Make an exact copy of all the entries, with the pictures left out.
** begin SUPPLIED ENTRIES **
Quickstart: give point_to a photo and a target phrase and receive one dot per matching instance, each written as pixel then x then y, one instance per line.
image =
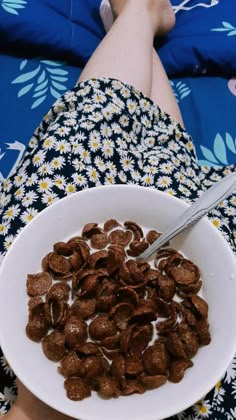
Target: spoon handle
pixel 207 201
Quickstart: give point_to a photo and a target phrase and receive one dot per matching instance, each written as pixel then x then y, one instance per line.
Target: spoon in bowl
pixel 207 201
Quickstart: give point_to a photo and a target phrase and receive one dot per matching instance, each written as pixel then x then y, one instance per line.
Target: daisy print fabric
pixel 105 132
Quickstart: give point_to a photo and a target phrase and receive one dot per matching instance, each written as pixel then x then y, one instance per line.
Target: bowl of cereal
pixel 98 334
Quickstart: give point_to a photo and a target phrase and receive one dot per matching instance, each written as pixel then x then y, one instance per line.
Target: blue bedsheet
pixel 202 43
pixel 30 86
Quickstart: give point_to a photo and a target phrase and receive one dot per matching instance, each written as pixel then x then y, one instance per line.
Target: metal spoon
pixel 208 200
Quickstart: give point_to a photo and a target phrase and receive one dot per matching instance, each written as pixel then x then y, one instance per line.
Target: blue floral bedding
pixel 32 77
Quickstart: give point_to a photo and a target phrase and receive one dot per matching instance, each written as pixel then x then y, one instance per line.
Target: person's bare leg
** end SUPPLIED ENTRIES **
_SOLUTION BELOW_
Quickstart: give point_to a photo and a target phrase and receive one dot per matching instance, each written as pixel then x then y, one instance per line.
image =
Target: spoon handle
pixel 207 201
Quickstart: give point_to a photo and a target phrase and receive one dot per matching instance, each written as pixel then x then y, one instance per line.
Target: spoon in bowl
pixel 207 201
Quickstart: give point_to a photo and a target phrase and receive one dot per matching instance, each written as pixel then x then y, one instance per line.
Target: daisy print fabric
pixel 105 132
Quickstart: give point_to a photo and a target phrase and receive one dot per matching instance, each written as pixel then x then y, one instance per line.
Target: bowl of cereal
pixel 98 334
Quickstart: give point_to a photo and a target phrase and receive one dot per matching instance, each written as pixel then x then y, one instance per line.
Target: blue bedsheet
pixel 202 43
pixel 30 86
Quickstart: give point_to a photo and a target phrase and receive one dot per matching instance, each written as pixel then x then y, one instance per line.
Target: metal spoon
pixel 208 200
Quickstart: give point_to a photo and a target phrase and receive one dot per matching instance, each written as pixel then x then y, one instance per line.
Target: blue floral bedding
pixel 32 77
Quickstart: give point_to a photo and a target phrase and receive one dot per matching instance, each written as pixel then x then y, one instance per line.
Target: person's bare leg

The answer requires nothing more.